Exercícios propostos ->
[A] Enumere os tipos de infra-estruturas dados como exemplo no primeiro parágrafo do texto sobre megaprojectos.
[B] Nos registos, troque "white door panel" por "white door" entre o início e a linha que contém "36L11 1L0 5L0", inclusive, e devolva apenas esse trecho, sem as imagens.

----- Texto fornecido -----

WASHINGTON, DC – Parece que estamos a entrar numa nova era de megaprojectos em que os países, em especial os do G20, incentivam o sector privado a investir fortemente em infra-estruturas que custam vários milhões de dólares (se não milhares de milhões, ou mesmo biliões), como gasodutos, barragens, sistemas hídricos, redes eléctricas e redes rodoviárias.
A despesa em megaprojectos eleva-se já a cerca de 6 a 9 biliões de dólares por ano, ou seja, cerca de 8% do PIB mundial, o que a torna “o maior boom de investimentos da história da humanidade”. Além disso, a geopolítica, a procura do crescimento económico, de novos mercados e de recursos naturais está a canalizar ainda mais financiamento para projectos de infra-estruturas de grande dimensão. No pico desta explosão potencialmente sem precedentes de tais projectos, os líderes e os credores mundiais parecem ser relativamente alheios às onerosas lições do passado.
De facto, os investimentos em infra-estruturas podem servir necessidades reais, contribuindo para dar resposta a um aumento esperado da procura de géneros alimentícios, água e energia. Contudo, a menos que a explosão de megaprojectos seja cuidadosamente redireccionada e gerida, é provável que o esforço se venha a revelar contraproducente e insustentável. Na ausência de controlos democráticos, os investidores podem privatizar os lucros e socializar as perdas, fixando-se em abordagens de utilização intensiva de carbono e outras que geram prejuízos ambientais e sociais.
Para começar, há a questão da relação custo-eficácia. Em vez de adoptar filosofias do tipo "o pequeno é bonito" ou "quanto maior, melhor", os países devem construir infra-estruturas de "dimensão adequada", de acordo com o fim a que se destinam.
Bent Flyvbjerg, professor da Universidade de Oxford, especialista em gestão e planeamento de programas, estudou dados durante 70 anos e concluiu que existe uma "lei de ferro dos megaprojectos": excedem, quase invariavelmente, os orçamentos, os cronogramas, uma e outra vez. Estão também sujeitos, acrescenta, à "sobrevivência dos menos adequados", sendo que se opta por construir os piores projectos, e não os melhores.
Este risco é acrescido pelo fato de estes megaprojectos serem impulsionados sobretudo pela geopolítica, e não por uma economia cuidadosa. Entre 2000 e 2014, o PIB mundial aumentou para mais do dobro, ascendendo a 75 biliões de dólares, ao passo que a participação dos países do G7 na economia mundial registou uma diminuição de 65% para 45%. À medida que o cenário internacional se ajusta a este reequilíbrio, os EUA começam a recear que a sua hegemonia seja desafiada por novos intervenientes e instituições, como a instituição financeira chinesa Asian Infrastructure Investiment Bank. As instituições ocidentais lideradas pelo Ocidente, como o Banco Mundial e o Banco Asiático de Desenvolvimento reagiram expandindo agressivamente as suas operações de investimento em infra-estruturas e apelam abertamente a uma mudança de paradigma.

----- Registos -----

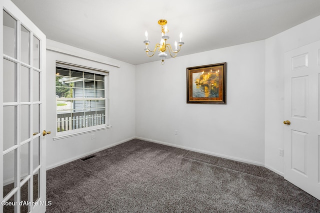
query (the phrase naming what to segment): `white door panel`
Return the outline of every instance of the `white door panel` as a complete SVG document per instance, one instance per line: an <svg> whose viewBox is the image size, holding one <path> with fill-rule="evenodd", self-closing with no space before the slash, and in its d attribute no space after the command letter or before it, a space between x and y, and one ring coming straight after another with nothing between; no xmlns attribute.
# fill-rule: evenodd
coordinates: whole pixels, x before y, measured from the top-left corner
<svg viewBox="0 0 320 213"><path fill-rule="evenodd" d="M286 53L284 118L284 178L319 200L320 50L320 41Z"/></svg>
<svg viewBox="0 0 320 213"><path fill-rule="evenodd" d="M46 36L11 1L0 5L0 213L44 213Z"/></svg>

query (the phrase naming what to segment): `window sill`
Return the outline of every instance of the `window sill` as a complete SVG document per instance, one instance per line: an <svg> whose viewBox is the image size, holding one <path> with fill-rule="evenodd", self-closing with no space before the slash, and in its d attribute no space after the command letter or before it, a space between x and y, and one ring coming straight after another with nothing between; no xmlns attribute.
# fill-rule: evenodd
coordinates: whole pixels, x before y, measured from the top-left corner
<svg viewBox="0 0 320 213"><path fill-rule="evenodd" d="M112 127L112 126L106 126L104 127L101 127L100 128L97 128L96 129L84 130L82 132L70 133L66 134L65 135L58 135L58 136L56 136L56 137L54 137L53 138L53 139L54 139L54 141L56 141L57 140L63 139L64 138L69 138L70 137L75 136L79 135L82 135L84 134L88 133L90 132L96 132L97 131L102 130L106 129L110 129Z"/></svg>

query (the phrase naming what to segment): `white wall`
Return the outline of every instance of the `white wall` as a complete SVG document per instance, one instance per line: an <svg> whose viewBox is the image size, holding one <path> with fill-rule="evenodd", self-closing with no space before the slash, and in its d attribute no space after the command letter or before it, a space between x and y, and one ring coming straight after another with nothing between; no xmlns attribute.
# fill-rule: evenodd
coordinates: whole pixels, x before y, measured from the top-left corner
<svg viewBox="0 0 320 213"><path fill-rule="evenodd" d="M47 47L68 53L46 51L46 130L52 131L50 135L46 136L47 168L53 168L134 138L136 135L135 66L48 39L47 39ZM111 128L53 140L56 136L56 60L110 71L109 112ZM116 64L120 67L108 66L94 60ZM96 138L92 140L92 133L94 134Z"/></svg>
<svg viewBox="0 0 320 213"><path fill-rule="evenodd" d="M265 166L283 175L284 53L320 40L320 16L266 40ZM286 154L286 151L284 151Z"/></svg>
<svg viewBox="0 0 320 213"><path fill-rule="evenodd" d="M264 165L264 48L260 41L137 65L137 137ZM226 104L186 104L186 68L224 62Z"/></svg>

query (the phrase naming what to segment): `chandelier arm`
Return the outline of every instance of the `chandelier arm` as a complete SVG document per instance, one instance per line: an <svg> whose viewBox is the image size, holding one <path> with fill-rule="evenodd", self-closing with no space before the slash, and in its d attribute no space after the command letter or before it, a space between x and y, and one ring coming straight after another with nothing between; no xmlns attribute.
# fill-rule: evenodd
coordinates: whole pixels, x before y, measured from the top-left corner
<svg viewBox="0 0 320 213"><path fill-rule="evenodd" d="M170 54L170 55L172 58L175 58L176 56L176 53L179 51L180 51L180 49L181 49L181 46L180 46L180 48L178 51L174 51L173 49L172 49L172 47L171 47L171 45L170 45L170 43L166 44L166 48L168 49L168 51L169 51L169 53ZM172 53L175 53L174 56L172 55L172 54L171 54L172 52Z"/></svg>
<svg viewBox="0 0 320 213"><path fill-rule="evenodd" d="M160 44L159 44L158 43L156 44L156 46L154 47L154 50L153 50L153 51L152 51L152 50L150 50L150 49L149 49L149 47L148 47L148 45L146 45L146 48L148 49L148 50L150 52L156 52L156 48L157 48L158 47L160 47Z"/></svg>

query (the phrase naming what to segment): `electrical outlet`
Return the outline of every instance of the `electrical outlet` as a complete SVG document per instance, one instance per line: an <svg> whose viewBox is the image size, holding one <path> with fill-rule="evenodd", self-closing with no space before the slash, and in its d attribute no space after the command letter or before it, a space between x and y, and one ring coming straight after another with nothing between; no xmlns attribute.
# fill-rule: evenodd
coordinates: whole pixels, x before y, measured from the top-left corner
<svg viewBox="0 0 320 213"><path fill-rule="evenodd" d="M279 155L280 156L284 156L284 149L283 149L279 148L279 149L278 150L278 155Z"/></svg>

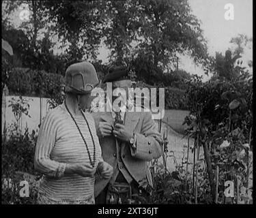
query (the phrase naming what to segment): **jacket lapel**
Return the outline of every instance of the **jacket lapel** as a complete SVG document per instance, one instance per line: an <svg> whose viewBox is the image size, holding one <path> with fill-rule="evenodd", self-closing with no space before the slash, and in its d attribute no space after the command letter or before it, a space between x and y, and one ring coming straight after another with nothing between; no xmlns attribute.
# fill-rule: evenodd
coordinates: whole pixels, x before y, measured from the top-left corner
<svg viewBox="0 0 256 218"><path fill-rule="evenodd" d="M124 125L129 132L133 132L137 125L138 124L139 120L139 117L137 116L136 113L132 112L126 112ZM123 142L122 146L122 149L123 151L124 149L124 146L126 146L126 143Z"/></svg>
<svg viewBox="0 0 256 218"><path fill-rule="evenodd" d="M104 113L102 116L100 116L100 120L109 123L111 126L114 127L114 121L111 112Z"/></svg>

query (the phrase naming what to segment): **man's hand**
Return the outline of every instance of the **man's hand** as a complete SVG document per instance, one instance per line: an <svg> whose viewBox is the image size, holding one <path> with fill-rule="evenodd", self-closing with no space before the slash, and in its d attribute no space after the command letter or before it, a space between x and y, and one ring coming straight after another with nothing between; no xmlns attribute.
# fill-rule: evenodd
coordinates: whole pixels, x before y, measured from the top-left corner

-----

Resoluções ->
[A] gasodutos, barragens, sistemas hídricos, redes eléctricas e redes rodoviárias

[B]
query (the phrase naming what to segment): `white door`
Return the outline of every instance of the `white door` as a complete SVG document per instance, one instance per line: an <svg> whose viewBox is the image size, holding one <path> with fill-rule="evenodd", self-closing with no space before the slash, and in its d attribute no space after the command letter or before it, a space between x and y, and one ring coming straight after another with nothing between; no xmlns attribute.
# fill-rule: evenodd
coordinates: whole pixels, x before y, measured from the top-left corner
<svg viewBox="0 0 320 213"><path fill-rule="evenodd" d="M286 53L284 118L284 178L319 200L320 50L320 41Z"/></svg>
<svg viewBox="0 0 320 213"><path fill-rule="evenodd" d="M46 36L11 1L0 5L0 213L44 213Z"/></svg>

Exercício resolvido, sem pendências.